=== What this task involves ===
Rewrite the whole listing below, substituting "central point" for every occurrence of "innermost point" and leaving everything else unchanged.

Coordinate labeling data:
((

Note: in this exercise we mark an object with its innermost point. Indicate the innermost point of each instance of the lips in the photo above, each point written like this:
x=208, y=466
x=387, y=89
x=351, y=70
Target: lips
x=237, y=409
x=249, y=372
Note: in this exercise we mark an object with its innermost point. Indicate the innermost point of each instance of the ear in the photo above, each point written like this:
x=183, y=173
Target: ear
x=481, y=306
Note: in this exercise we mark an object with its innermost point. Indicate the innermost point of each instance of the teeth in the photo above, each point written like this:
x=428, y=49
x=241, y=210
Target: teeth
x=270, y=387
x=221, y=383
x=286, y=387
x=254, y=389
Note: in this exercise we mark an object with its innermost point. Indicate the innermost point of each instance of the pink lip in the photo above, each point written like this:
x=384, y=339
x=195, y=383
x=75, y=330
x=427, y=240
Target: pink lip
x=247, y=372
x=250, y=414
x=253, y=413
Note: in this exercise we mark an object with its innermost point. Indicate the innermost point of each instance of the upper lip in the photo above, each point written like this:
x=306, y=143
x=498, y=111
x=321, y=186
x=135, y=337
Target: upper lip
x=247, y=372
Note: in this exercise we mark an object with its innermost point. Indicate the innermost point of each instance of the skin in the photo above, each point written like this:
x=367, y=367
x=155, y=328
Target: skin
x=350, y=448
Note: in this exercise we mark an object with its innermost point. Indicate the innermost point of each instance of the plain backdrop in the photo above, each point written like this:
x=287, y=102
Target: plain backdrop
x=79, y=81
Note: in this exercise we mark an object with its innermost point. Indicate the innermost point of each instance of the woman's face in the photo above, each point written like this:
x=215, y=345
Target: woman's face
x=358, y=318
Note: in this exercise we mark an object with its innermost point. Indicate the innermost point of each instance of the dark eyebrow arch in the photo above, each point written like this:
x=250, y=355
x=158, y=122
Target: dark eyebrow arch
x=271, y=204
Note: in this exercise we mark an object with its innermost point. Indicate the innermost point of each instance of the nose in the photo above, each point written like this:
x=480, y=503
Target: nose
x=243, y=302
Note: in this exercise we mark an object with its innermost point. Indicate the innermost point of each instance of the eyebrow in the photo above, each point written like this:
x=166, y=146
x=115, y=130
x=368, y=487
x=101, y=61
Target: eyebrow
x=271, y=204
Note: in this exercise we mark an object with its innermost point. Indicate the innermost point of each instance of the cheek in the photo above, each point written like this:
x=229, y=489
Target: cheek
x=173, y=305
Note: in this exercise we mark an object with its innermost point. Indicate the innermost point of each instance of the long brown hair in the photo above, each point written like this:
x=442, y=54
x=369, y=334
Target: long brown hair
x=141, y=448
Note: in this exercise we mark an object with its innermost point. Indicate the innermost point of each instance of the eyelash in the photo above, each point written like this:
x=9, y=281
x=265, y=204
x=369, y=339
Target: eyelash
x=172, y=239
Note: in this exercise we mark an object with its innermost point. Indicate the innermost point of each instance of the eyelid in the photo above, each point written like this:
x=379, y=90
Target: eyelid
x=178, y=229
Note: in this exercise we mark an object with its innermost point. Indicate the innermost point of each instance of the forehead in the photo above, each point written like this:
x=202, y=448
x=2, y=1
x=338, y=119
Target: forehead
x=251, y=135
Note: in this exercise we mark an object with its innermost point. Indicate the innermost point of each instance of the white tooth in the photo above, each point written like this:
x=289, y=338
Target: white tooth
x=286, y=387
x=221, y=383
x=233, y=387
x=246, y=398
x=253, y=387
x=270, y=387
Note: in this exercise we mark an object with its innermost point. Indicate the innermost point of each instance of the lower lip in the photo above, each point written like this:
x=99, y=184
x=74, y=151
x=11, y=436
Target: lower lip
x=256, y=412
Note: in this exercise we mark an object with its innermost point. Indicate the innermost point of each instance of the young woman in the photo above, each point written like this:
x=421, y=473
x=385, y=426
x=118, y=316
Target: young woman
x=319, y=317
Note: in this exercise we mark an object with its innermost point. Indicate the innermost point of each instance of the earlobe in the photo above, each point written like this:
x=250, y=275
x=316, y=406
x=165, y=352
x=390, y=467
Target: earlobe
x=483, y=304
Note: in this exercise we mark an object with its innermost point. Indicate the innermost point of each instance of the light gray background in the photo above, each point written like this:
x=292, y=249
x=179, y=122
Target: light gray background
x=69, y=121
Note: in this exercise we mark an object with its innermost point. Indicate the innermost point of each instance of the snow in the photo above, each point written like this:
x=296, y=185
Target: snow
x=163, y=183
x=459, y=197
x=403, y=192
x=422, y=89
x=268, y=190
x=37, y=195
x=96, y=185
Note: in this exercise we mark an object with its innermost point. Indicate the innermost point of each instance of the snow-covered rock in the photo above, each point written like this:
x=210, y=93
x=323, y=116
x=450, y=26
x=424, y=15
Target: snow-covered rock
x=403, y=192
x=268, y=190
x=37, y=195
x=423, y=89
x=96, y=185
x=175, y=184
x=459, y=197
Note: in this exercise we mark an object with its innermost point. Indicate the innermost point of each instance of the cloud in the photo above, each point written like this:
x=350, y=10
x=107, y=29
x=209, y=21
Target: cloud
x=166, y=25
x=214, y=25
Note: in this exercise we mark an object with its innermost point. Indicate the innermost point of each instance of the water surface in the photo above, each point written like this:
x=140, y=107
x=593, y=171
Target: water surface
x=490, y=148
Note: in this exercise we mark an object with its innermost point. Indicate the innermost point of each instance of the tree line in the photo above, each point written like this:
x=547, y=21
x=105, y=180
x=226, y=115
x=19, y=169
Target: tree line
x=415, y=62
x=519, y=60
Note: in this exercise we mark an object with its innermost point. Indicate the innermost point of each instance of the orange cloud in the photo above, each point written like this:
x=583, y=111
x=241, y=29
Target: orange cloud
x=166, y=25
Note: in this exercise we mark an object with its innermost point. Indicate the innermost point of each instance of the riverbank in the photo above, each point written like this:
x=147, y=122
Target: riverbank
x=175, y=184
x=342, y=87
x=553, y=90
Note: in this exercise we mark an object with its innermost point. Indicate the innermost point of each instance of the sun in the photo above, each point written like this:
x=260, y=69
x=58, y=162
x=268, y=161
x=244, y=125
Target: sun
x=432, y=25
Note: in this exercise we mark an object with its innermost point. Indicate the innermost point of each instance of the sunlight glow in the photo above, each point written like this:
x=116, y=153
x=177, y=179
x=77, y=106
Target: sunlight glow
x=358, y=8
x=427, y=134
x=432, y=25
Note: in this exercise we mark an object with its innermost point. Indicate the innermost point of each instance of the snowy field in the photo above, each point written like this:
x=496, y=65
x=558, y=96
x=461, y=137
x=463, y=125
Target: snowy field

))

=== Written response ===
Note: in this exercise we mark an object with its central point. Indicate the central point of each instance of the lips in the photo above, each point written like this:
x=208, y=466
x=387, y=89
x=351, y=70
Target: lips
x=237, y=409
x=249, y=372
Note: in this exercise we mark an object with its central point. Indicate the central point of each instance of the ear in the photo above, each point written like this:
x=183, y=173
Target: ear
x=481, y=306
Note: in this exercise we mark an object with its central point. Indicate the central point of each instance of the teeth in the photo above, each point written like this:
x=428, y=49
x=241, y=210
Target: teeth
x=270, y=387
x=221, y=383
x=286, y=387
x=254, y=389
Note: in this exercise we mark an object with its central point. Indicate the central point of each instance of the pink lip in the photo above, each point written like this:
x=384, y=339
x=195, y=383
x=75, y=330
x=427, y=240
Target: pink lip
x=247, y=372
x=250, y=414
x=253, y=413
Note: in this exercise we mark an object with its central point. Indicate the central point of each instance of the upper lip in the photo above, each point written like this:
x=306, y=143
x=498, y=111
x=321, y=186
x=135, y=337
Target: upper lip
x=247, y=372
Note: in this exercise we mark an object with its central point. Indicate the central point of each instance of the skin in the photo above, each point written like this:
x=367, y=367
x=155, y=328
Target: skin
x=350, y=448
Note: in this exercise we mark an object with its central point. Indicate the central point of each instance of the plain backdrop in the photo above, each point written like this:
x=287, y=102
Target: plain backdrop
x=79, y=81
Note: in this exercise we mark an object with its central point. Indicate the central point of each instance of the woman's face in the photo above, each point written like this:
x=215, y=345
Target: woman's face
x=358, y=318
Note: in this exercise we mark an object with its central point. Indicate the central point of each instance of the dark eyebrow arch in the photo above, each point written like this:
x=250, y=355
x=158, y=122
Target: dark eyebrow arch
x=271, y=204
Note: in this exercise we mark an object with its central point. Indicate the central point of each instance of the nose in the photo above, each point written like this:
x=480, y=503
Target: nose
x=243, y=302
Note: in this exercise we mark an object with its central point. Indicate the central point of each instance of the eyebrow in the photo above, each point written like this:
x=166, y=146
x=115, y=130
x=368, y=487
x=101, y=61
Target: eyebrow
x=271, y=204
Note: in this exercise we mark an object with its central point. Indicate the central point of each instance of the cheek in the photo above, each point written like this:
x=229, y=489
Target: cheek
x=173, y=305
Note: in this exercise we mark an object with its central point. Indicate the central point of each instance of the long brown hair in the photo above, each point written like this:
x=442, y=54
x=369, y=334
Target: long brown hair
x=141, y=448
Note: in this exercise we mark an object with its central point. Indicate the central point of each instance of the eyelash in the photo above, each point written like this:
x=9, y=281
x=265, y=204
x=369, y=339
Target: eyelash
x=172, y=239
Note: in this exercise we mark an object with its central point. Indicate the central point of each instance of the eyelid in the photo above, each point written like this:
x=379, y=90
Target: eyelid
x=178, y=229
Note: in this exercise we mark an object with its central point. Indicate the central point of each instance of the forehead in the photo above, each point written like this:
x=202, y=448
x=2, y=1
x=338, y=119
Target: forehead
x=251, y=135
Note: in this exercise we mark an object with its central point. Indicate the central point of each instance of the white tooth in the photo above, each point written like this:
x=289, y=338
Target: white tooth
x=286, y=387
x=221, y=383
x=233, y=387
x=246, y=398
x=253, y=387
x=270, y=387
Note: in this exercise we mark an object with its central point. Indicate the central point of each instance of the lower lip in the photo above, each point written like this:
x=99, y=184
x=74, y=151
x=11, y=436
Target: lower lip
x=256, y=412
Note: in this exercise we mark an object with its central point. Indicate the central point of each instance of the young woman in the photo above, each point written like this:
x=421, y=473
x=385, y=426
x=118, y=316
Target: young woman
x=319, y=317
Note: in this exercise we mark an object with its central point. Indicate the central point of each instance of the earlobe in the photo above, each point written like this:
x=250, y=275
x=316, y=406
x=165, y=352
x=390, y=467
Target: earlobe
x=483, y=304
Note: in this exercise we mark an object with its central point. Indicate the central point of each instance of the light gray background in the photo above, each point written like this:
x=292, y=249
x=179, y=122
Target: light gray background
x=69, y=121
Note: in this exercise we mark an object with its central point. Indicate the central point of each instance of the snow in the photo above, each point written like this:
x=296, y=185
Target: snow
x=163, y=183
x=459, y=197
x=403, y=192
x=422, y=89
x=268, y=190
x=37, y=195
x=96, y=185
Note: in this exercise we mark an object with its central point. Indicate the central point of each instance of the snow-covered rock in the photo above, each point written like this:
x=210, y=93
x=323, y=116
x=450, y=26
x=424, y=15
Target: snow-covered rock
x=403, y=192
x=268, y=190
x=37, y=195
x=423, y=89
x=96, y=185
x=175, y=184
x=459, y=197
Note: in this exercise we mark an object with its central point. Indicate the central point of each instance of the cloud in the photo above, each point written like this:
x=350, y=10
x=107, y=29
x=209, y=21
Target: cloud
x=166, y=25
x=214, y=25
Note: in this exercise we mark an object with its central point. Indicate the central point of each instance of the water surface in the photo above, each point written like this:
x=140, y=107
x=593, y=171
Target: water surface
x=490, y=148
Note: in this exercise we mark an object with its central point. Indicate the central point of each instance of the tree line in the photo above, each point written like this:
x=547, y=21
x=105, y=180
x=226, y=115
x=19, y=169
Target: tree line
x=415, y=62
x=519, y=60
Note: in this exercise we mark an object with its central point. Indicate the central point of each instance of the orange cloud in the photo above, each point written like this:
x=583, y=111
x=241, y=29
Target: orange cloud
x=166, y=25
Note: in this exercise we mark an object with its central point. Indicate the central point of each instance of the riverbank in the photo above, each point written like this:
x=147, y=122
Target: riverbank
x=175, y=184
x=342, y=87
x=553, y=90
Note: in this exercise we mark an object with its central point. Indicate the central point of each instance of the sun in the photo above, each point written like this:
x=260, y=69
x=58, y=162
x=268, y=161
x=244, y=125
Target: sun
x=432, y=25
Note: in this exercise we mark an object with its central point. Indicate the central point of each instance of the sunlight glow in the photo above, each point written like this:
x=116, y=153
x=177, y=179
x=77, y=106
Target: sunlight glow
x=358, y=8
x=427, y=134
x=432, y=25
Note: in this exercise we mark an object with its central point. Indicate the central point of each instance of the snowy field in the photo above, each point written like this:
x=496, y=65
x=558, y=96
x=461, y=137
x=463, y=125
Target: snowy field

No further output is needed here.